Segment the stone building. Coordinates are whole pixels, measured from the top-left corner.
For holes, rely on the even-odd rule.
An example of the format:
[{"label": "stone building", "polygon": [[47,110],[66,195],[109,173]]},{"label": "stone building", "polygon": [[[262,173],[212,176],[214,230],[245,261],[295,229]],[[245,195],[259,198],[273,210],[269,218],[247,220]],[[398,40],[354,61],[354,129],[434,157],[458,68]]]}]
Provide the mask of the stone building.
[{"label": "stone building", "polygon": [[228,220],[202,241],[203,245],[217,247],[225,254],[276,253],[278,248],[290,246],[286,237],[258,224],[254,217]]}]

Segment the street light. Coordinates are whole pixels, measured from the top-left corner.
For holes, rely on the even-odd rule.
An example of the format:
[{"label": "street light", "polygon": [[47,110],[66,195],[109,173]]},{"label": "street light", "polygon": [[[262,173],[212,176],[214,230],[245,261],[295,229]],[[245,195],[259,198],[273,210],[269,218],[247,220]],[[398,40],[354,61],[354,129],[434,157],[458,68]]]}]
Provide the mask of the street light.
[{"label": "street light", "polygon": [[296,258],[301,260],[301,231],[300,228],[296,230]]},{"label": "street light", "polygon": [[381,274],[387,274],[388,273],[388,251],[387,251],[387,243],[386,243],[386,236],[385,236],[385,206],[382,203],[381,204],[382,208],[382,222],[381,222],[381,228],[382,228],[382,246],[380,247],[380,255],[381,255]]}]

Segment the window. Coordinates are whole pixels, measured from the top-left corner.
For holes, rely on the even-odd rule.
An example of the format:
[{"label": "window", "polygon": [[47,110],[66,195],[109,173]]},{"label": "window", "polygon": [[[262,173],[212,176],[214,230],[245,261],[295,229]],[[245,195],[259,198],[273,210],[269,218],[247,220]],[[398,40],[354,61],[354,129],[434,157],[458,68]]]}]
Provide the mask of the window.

**INSTRUCTIONS FOR THE TASK**
Name the number of lines in the listing that contain the word "window", and only that number.

**RESPONSE TO THE EXERCISE**
3